• [Kutipan Dokumen]
--- --- ---
10/01/2013

Membaca Da Peci Code

Duh, sebenarnya ini novel lama, tapi saya baru baca -_-. Novel ini buku pertama, dari dua buku karya Ben Sohib yang diadaptasi menjadi film. Film '3 hati 2 Dunia 1 Cinta' yang menjadi film terbaik FFI 2009 kalau tak salah. Dibintangi Reza Rahardian, Laura Basuki dan Arumi Bachsin. Beuh, betah dah nonton film gini pemerannya mereka. Tapi saya lebih tertarik mengenai ceritanya. Cerita di film dan novel ternyata beda-beda tipis. Saya lebih dahulu menonton filmnya, baru membaca novelnya. Jadi imajinasi novel saya, terbatas pada ingatan film. Tapi memang mirip sih, cuma jadi tidak bebas berimajinasi saja. Saya akan bercerita buku pertama dulu. Judulnya memang unik, seperti novel Dan Brown, tapi isinya beda kok. Cerita disini mengenai kebudayaan memakai peci di kalangan muslim Indonesia, oleh tokoh di cerita dipertanyakan ke'wajib'annya.
--- --- ---
• [Daftar Tercatat]
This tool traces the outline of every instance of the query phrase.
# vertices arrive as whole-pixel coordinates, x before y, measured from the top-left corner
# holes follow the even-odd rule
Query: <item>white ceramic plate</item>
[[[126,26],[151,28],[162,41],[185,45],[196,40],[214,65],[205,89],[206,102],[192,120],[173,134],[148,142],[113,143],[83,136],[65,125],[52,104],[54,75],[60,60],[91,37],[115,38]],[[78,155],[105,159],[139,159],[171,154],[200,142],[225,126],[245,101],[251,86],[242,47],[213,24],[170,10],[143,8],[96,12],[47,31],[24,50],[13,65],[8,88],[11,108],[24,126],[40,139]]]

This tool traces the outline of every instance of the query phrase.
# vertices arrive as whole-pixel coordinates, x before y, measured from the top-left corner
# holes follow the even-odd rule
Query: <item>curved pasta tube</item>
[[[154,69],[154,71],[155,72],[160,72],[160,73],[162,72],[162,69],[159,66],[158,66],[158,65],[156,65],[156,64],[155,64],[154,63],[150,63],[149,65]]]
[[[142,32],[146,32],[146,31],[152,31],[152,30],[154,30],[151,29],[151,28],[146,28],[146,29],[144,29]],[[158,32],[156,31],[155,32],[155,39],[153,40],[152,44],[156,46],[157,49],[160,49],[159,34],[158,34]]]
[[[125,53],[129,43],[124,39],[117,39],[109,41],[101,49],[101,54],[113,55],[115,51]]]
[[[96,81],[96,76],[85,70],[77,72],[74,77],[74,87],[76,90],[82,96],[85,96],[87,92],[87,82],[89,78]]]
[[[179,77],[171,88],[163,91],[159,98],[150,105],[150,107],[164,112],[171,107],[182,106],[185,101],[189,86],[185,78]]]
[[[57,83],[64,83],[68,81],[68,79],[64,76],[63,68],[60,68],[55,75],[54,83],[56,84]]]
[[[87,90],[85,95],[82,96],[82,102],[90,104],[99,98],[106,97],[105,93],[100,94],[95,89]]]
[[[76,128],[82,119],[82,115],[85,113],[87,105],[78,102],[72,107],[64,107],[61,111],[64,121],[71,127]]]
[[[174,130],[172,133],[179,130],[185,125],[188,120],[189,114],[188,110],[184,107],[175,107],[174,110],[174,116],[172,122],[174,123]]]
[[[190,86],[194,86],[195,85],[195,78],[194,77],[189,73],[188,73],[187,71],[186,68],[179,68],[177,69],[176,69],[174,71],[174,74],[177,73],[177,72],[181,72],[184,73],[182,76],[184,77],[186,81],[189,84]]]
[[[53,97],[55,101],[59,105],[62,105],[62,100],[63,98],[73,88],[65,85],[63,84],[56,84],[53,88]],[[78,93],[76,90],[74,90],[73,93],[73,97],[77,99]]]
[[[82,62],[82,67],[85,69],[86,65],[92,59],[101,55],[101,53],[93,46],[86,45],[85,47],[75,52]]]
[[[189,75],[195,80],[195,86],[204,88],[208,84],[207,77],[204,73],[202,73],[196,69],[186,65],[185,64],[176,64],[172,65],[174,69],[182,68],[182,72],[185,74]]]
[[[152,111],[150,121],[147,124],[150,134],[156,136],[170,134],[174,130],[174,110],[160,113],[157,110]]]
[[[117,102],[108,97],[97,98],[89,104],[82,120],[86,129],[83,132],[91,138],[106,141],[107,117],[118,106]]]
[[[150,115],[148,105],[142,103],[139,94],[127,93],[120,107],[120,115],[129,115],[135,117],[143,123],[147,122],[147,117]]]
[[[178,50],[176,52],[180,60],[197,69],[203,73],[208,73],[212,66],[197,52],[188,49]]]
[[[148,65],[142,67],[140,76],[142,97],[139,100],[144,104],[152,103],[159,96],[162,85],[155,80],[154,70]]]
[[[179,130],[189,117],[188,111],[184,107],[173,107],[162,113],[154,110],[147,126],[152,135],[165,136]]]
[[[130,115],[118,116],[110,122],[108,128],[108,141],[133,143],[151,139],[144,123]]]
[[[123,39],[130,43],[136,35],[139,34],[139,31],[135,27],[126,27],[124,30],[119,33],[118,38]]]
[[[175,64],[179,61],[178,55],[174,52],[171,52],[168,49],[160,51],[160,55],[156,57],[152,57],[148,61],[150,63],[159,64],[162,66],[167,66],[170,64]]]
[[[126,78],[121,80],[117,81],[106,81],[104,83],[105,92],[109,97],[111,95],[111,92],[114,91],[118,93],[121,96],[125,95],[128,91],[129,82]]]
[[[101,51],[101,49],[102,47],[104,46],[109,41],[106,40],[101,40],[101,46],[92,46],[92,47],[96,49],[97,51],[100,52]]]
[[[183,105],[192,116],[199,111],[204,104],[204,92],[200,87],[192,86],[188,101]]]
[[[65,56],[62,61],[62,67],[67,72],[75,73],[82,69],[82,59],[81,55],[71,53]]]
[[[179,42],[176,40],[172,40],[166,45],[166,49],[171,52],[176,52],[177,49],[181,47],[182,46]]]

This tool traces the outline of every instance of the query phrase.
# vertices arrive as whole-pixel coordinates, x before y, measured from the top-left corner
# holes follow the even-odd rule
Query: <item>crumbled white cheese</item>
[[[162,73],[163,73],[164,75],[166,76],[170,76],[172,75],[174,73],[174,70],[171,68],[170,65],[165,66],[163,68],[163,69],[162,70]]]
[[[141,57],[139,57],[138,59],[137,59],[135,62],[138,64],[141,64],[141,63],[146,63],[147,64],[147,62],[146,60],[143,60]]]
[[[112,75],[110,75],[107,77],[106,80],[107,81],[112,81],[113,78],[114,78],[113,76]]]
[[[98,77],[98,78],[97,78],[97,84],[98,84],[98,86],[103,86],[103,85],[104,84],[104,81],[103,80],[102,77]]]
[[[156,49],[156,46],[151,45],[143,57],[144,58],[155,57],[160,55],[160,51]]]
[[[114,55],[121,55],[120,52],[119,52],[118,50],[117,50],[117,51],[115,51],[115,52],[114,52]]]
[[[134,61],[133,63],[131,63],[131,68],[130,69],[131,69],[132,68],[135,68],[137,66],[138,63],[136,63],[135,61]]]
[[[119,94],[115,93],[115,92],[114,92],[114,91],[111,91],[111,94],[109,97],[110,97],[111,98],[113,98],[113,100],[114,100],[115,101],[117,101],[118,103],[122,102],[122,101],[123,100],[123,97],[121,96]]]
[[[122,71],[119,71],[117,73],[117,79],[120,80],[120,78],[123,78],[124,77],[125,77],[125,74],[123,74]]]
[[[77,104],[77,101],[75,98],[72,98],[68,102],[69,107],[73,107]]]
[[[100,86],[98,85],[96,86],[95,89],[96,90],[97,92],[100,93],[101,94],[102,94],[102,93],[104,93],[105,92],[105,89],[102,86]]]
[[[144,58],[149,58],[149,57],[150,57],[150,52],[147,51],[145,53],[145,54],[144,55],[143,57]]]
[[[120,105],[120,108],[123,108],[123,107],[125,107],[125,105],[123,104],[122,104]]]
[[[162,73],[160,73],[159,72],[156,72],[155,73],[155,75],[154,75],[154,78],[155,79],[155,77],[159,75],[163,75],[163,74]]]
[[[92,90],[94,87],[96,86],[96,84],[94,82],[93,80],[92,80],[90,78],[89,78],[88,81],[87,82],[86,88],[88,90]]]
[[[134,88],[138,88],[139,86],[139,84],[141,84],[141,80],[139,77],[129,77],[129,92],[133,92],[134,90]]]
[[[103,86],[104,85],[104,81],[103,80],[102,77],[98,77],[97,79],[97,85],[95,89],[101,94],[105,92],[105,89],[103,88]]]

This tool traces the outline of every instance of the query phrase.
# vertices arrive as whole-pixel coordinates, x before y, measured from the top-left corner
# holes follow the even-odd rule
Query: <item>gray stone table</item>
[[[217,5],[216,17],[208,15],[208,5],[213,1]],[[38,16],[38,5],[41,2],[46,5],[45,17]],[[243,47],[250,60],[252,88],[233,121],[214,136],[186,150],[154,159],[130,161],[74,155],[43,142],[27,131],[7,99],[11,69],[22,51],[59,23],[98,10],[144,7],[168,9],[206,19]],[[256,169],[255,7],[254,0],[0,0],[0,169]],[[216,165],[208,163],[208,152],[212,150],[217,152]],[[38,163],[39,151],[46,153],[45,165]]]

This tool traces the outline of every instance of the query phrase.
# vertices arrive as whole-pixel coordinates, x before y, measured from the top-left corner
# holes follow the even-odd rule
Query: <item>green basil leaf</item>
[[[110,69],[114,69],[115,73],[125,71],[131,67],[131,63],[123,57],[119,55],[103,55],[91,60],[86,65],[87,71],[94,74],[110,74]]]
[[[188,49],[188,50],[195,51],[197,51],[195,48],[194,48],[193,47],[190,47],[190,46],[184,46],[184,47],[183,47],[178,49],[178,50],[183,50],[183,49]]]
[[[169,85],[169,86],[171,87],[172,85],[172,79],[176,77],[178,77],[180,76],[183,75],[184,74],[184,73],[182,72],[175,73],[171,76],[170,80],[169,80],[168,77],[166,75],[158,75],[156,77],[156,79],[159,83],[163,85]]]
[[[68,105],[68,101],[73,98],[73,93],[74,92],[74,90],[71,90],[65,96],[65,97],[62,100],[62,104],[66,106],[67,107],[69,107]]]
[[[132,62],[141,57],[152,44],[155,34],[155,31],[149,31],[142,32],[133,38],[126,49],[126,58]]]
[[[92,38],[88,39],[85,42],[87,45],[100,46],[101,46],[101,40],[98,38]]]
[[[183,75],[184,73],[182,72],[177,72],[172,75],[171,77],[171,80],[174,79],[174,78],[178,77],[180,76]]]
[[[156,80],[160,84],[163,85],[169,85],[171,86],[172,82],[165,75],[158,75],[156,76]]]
--- --- ---
• [Soal Tugas 1]
Menurut ulasan novel Da Peci Code, siapa pengarang novel tersebut?
• [Soal Tugas 2]
Tuliskan ulang secara persis bagian ulasan Da Peci Code yang dimulai dari "Duh, sebenarnya ini" dan berakhir pada "cerita dipertanyakan ke'wajib'annya.".

• [Hasil Tugas 1]
Ben Sohib.

• [Hasil Tugas 2]
Duh, sebenarnya ini novel lama, tapi saya baru baca -_-. Novel ini buku pertama, dari dua buku karya Ben Sohib yang diadaptasi menjadi film. Film '3 hati 2 Dunia 1 Cinta' yang menjadi film terbaik FFI 2009 kalau tak salah. Dibintangi Reza Rahardian, Laura Basuki dan Arumi Bachsin. Beuh, betah dah nonton film gini pemerannya mereka. Tapi saya lebih tertarik mengenai ceritanya. Cerita di film dan novel ternyata beda-beda tipis. Saya lebih dahulu menonton filmnya, baru membaca novelnya. Jadi imajinasi novel saya, terbatas pada ingatan film. Tapi memang mirip sih, cuma jadi tidak bebas berimajinasi saja. Saya akan bercerita buku pertama dulu. Judulnya memang unik, seperti novel Dan Brown, tapi isinya beda kok. Cerita disini mengenai kebudayaan memakai peci di kalangan muslim Indonesia, oleh tokoh di cerita dipertanyakan ke'wajib'annya.